Items listed in a dataset:

━━━━━━━━━━

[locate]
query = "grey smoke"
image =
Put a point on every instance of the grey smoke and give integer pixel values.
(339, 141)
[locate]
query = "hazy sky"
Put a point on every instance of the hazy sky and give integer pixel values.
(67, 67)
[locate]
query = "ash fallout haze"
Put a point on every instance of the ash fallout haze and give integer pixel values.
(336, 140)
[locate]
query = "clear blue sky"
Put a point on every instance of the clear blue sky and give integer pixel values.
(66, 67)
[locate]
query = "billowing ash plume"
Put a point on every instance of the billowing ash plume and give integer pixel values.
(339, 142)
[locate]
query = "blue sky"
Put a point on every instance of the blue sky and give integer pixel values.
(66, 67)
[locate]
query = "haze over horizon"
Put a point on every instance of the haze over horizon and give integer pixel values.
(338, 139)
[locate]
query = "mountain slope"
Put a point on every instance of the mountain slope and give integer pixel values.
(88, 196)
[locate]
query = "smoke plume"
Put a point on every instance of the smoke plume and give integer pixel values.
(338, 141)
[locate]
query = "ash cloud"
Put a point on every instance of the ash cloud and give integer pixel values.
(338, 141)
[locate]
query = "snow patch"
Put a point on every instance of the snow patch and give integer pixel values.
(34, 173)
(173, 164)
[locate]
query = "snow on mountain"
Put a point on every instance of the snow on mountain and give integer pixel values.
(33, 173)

━━━━━━━━━━

> _TASK TO COMPLETE_
Locate each line above that contains the string "snow", treating uppercase and lowercase as distinct, and copy every such line.

> _SOLVED PROBLEM_
query = "snow patch"
Put a point on every instance of the snow patch and give integer pixel values.
query = "snow on mountain"
Put a point on every instance of the snow on mountain and give integer pixel values.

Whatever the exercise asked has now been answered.